■ **SET EXERCISE**
Reproduce the following lines verbatim, omitting the pictures.

■ **EXTRACTED RECORDS**
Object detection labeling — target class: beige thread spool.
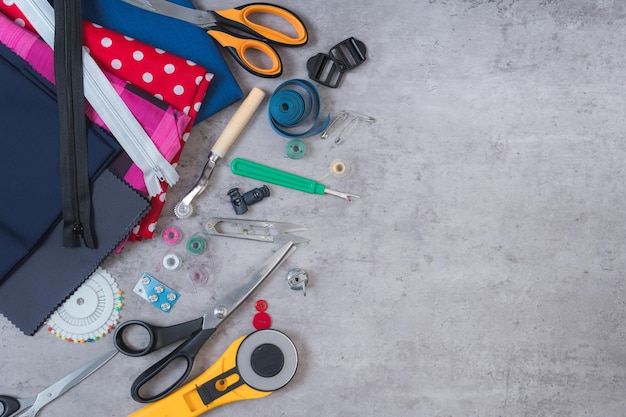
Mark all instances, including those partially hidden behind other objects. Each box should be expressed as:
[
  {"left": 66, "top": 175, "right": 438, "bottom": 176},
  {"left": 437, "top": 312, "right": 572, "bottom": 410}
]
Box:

■ **THE RESPONSE**
Object detection labeling — target class: beige thread spool.
Mark all instances, including those partially hidden behind other objects. Each box should be expressed as:
[
  {"left": 66, "top": 175, "right": 438, "bottom": 176},
  {"left": 437, "top": 312, "right": 572, "bottom": 410}
]
Box:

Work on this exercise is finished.